§ Exercise requirements: Word for word, retype every entry in the listing.

[Excerpts of location labeling data]
━━━━━━
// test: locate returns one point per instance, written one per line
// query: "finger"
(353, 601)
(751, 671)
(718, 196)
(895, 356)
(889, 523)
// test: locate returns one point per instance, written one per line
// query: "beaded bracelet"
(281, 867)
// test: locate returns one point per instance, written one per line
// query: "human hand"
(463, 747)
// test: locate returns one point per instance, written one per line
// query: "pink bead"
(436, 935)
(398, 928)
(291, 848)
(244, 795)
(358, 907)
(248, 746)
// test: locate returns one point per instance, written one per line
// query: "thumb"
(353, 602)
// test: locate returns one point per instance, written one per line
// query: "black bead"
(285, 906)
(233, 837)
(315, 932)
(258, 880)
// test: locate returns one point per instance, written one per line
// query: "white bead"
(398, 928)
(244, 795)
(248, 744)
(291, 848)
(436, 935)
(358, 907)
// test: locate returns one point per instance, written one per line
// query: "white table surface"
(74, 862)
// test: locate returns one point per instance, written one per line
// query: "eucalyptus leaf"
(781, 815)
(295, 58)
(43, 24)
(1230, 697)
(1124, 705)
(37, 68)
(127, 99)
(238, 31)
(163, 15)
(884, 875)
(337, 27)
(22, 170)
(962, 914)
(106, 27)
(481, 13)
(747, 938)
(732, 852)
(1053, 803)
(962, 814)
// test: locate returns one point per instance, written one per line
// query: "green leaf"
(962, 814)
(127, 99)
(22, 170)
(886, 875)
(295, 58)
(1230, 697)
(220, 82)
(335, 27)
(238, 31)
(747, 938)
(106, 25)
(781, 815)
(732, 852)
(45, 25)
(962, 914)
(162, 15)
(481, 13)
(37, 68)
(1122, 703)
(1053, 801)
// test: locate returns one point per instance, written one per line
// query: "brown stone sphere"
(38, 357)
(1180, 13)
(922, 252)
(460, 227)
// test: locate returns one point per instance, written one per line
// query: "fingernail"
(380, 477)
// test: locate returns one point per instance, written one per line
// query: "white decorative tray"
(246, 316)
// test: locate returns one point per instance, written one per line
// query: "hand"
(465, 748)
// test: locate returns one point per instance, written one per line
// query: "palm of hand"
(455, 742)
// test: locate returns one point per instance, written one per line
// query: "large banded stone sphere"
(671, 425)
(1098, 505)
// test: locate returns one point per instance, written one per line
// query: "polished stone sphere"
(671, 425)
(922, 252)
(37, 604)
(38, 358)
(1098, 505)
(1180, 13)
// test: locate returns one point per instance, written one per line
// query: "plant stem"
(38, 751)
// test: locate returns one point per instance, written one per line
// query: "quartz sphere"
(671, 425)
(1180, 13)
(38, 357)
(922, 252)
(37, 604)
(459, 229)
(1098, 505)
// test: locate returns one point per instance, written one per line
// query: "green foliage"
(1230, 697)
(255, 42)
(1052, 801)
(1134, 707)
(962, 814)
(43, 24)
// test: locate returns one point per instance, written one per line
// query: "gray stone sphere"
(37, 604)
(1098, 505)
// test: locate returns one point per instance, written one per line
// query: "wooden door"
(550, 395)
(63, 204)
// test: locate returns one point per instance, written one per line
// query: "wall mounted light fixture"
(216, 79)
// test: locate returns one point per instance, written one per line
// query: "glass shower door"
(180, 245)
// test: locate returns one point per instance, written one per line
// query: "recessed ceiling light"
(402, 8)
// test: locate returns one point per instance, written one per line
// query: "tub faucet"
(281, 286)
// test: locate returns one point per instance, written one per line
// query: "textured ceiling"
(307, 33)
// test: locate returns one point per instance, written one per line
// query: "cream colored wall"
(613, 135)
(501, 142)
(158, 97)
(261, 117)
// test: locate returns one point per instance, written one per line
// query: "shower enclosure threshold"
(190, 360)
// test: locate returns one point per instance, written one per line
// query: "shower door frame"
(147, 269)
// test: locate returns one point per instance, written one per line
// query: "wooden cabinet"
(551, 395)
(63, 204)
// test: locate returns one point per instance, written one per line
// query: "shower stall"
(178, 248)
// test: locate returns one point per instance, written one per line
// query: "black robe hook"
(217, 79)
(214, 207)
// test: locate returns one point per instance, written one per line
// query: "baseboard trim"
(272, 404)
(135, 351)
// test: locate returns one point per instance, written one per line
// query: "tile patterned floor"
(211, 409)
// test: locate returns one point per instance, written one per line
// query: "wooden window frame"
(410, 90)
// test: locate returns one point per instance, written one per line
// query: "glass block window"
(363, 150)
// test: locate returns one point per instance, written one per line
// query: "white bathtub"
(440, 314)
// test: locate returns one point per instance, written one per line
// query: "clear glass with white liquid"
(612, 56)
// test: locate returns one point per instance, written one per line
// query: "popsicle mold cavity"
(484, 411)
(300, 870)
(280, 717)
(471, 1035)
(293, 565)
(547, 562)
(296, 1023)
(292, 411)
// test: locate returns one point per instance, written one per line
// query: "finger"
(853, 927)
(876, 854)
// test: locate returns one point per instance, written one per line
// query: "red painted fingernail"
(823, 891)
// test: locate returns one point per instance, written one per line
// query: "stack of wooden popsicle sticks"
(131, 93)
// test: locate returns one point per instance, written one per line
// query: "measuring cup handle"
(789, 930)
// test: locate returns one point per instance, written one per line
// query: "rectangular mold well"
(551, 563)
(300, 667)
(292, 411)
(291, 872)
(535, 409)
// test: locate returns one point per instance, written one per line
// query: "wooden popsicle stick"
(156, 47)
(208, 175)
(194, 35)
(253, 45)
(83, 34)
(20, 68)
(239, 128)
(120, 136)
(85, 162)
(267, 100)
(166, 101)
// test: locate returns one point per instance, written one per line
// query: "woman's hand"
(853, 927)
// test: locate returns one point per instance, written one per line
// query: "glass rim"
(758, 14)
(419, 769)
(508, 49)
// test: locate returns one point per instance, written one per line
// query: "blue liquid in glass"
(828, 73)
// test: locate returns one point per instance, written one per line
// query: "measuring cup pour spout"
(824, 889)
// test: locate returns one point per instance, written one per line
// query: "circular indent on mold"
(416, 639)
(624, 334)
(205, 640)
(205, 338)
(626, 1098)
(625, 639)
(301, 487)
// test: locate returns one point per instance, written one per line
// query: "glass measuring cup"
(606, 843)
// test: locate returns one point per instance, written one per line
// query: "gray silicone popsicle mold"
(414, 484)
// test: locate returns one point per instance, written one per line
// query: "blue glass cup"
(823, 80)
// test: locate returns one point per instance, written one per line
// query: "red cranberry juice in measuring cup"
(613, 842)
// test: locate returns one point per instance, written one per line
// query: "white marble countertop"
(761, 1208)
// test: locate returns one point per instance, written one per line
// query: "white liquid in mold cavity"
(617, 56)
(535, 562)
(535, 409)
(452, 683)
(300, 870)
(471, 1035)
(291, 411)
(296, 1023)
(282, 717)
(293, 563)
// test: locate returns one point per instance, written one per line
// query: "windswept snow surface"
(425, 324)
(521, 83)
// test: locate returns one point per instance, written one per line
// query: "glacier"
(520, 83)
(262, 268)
━━━━━━
§ In response:
// test: locate returns one point per instance, written one per line
// query: "finger"
(353, 601)
(751, 671)
(718, 196)
(895, 356)
(889, 523)
// test: locate returns one point per instance, written one per line
// query: "beaded bracelet"
(281, 867)
// test: locate returns one point per instance, written one per line
// query: "human hand"
(463, 747)
// test: locate returns one point per instance, written one per line
// query: "pink bead"
(436, 935)
(398, 928)
(291, 848)
(244, 795)
(358, 907)
(248, 746)
// test: locate returns one point per instance, written one per line
// query: "thumb"
(353, 602)
// test: locate returns one point per instance, written one per line
// query: "black bead"
(285, 906)
(233, 837)
(315, 932)
(258, 880)
// test: locate returns one point per instance, written one per line
// query: "white bead"
(398, 928)
(244, 795)
(248, 744)
(291, 848)
(436, 935)
(358, 907)
// test: locate returns one point per instance, written one per line
// query: "white table surface"
(74, 862)
// test: locate returns one point per instance, written one per line
// query: "eucalyptus leaf"
(781, 815)
(295, 58)
(43, 24)
(1230, 697)
(1124, 705)
(37, 68)
(127, 99)
(238, 31)
(163, 15)
(884, 875)
(337, 27)
(22, 170)
(962, 914)
(106, 27)
(481, 13)
(747, 938)
(732, 852)
(1053, 803)
(962, 814)
// test: locate returns one point per instance, written one per line
// query: "green leaf"
(962, 814)
(127, 99)
(22, 170)
(886, 875)
(295, 58)
(1230, 697)
(220, 82)
(335, 27)
(238, 31)
(747, 938)
(106, 25)
(781, 815)
(732, 852)
(45, 25)
(962, 914)
(162, 15)
(481, 13)
(37, 68)
(1122, 703)
(1053, 801)
// test: locate returns one point per instance, written one per line
// query: "brown stone sphere"
(38, 357)
(1180, 13)
(922, 252)
(460, 227)
// test: locate returns one point per instance, written one per line
// query: "fingernail"
(380, 477)
// test: locate returns one point per instance, written one per line
// query: "white decorative tray"
(246, 316)
// test: locate returns one point per instance, written one per line
// query: "hand"
(465, 748)
// test: locate returns one point per instance, written one per line
// query: "palm of hand"
(455, 742)
// test: locate returns one point per instance, written one per line
// query: "large banded stone sphere"
(671, 425)
(1098, 505)
// test: locate returns one point per instance, written one per line
// query: "polished stone sphere"
(671, 425)
(922, 252)
(37, 604)
(38, 358)
(1098, 505)
(1180, 13)
// test: locate returns one point per instance, written one per line
// query: "plant stem"
(38, 751)
// test: locate returns one point per instance, written one per line
// query: "quartz sphere"
(671, 425)
(1180, 13)
(38, 357)
(922, 252)
(37, 604)
(459, 229)
(1098, 505)
// test: locate returns one point per instance, written one per line
// query: "green foliage"
(1230, 697)
(255, 42)
(1052, 801)
(1134, 707)
(962, 814)
(43, 24)
// test: locate returns one point per instance, written one per line
// query: "gray stone sphere"
(37, 604)
(1098, 505)
// test: locate returns one point per instance, written one per line
// query: "wooden door"
(550, 395)
(63, 204)
// test: locate returns one point per instance, written one per line
// query: "wall mounted light fixture"
(216, 79)
// test: locate returns one point per instance, written one per line
// query: "glass shower door"
(180, 245)
// test: locate returns one point per instance, written one per line
// query: "recessed ceiling light"
(402, 8)
// test: locate returns one point per instance, written one per line
// query: "tub faucet"
(281, 286)
// test: locate returns one point per instance, written one per line
// query: "textured ceiling"
(307, 33)
// test: locate returns one point per instance, written one per line
// query: "cream colored wall"
(613, 135)
(501, 142)
(158, 97)
(261, 117)
// test: locate returns one point per instance, written one per line
// query: "shower enclosure threshold"
(190, 360)
// test: locate returns one point per instance, written one per line
// query: "shower door frame"
(147, 269)
// test: locate returns one point per instance, written one per line
// query: "wooden cabinet"
(551, 395)
(63, 204)
// test: locate returns one point per instance, written one per line
// query: "shower stall"
(178, 248)
// test: locate returns one point per instance, written one per line
// query: "black robe hook"
(217, 79)
(214, 207)
// test: locate returns one point per instance, written one per line
// query: "baseboard trim"
(272, 404)
(135, 351)
// test: locate returns one point per instance, written one per line
// query: "tile patterned floor"
(211, 409)
// test: locate returns one point per instance, written one per line
// query: "wooden window frame"
(410, 90)
// test: locate returns one point per instance, written one per line
// query: "glass block window"
(363, 150)
// test: locate returns one point per instance, written one per line
// query: "white bathtub"
(440, 314)
// test: locate returns one point per instance, written one per line
// query: "clear glass with white liquid"
(612, 56)
// test: locate returns one point per instance, written one per line
// query: "popsicle mold cavity"
(484, 411)
(300, 870)
(280, 717)
(471, 1035)
(293, 565)
(547, 562)
(296, 1023)
(292, 411)
// test: locate returns one point per instance, written one per line
// query: "finger"
(853, 927)
(876, 854)
// test: locate returns one point per instance, written one per line
// query: "red painted fingernail"
(823, 891)
// test: locate returns one point per instance, written one per line
// query: "stack of wooden popsicle sticks"
(131, 93)
// test: locate returns one point per instance, written one per line
// query: "measuring cup handle"
(789, 930)
// test: locate returns one point per instance, written one per line
// query: "rectangular mold well"
(551, 563)
(300, 667)
(292, 411)
(291, 872)
(535, 409)
// test: locate returns one point per instance, written one per line
// query: "wooden popsicle stick"
(156, 47)
(208, 175)
(194, 35)
(253, 45)
(83, 34)
(20, 68)
(239, 128)
(120, 136)
(85, 162)
(267, 100)
(166, 101)
// test: locate returns one point per instance, written one per line
// query: "woman's hand"
(853, 927)
// test: locate returns one point per instance, written one per line
// query: "glass rim"
(758, 14)
(419, 769)
(508, 49)
// test: locate returns one point per instance, written one per line
// query: "blue liquid in glass"
(828, 73)
// test: locate returns one point per instance, written one per line
// query: "measuring cup pour spout"
(824, 889)
// test: locate returns one point per instance, written one per line
// query: "circular indent on mold"
(416, 639)
(624, 334)
(205, 640)
(205, 338)
(626, 1098)
(625, 639)
(301, 487)
// test: locate returns one point per instance, written one per line
// query: "glass measuring cup"
(606, 843)
// test: locate returns one point per instance, written one per line
// query: "gray silicone popsicle mold"
(414, 484)
// test: locate returns one point per instance, written one per line
// query: "blue glass cup"
(823, 80)
// test: locate returns one point per instance, written one per line
// query: "red cranberry juice in measuring cup"
(613, 842)
// test: locate returns one point per instance, written one per line
// query: "white marble countertop"
(761, 1208)
// test: locate returns one point per instance, written one per line
// query: "white liquid in mold cavity"
(617, 56)
(535, 562)
(535, 409)
(452, 683)
(300, 870)
(471, 1035)
(291, 411)
(296, 1023)
(282, 717)
(293, 563)
// test: locate returns one point per instance, written one per line
// query: "windswept snow surface"
(425, 324)
(521, 83)
// test: locate returns one point per instance, written one per line
// query: "glacier"
(520, 83)
(262, 268)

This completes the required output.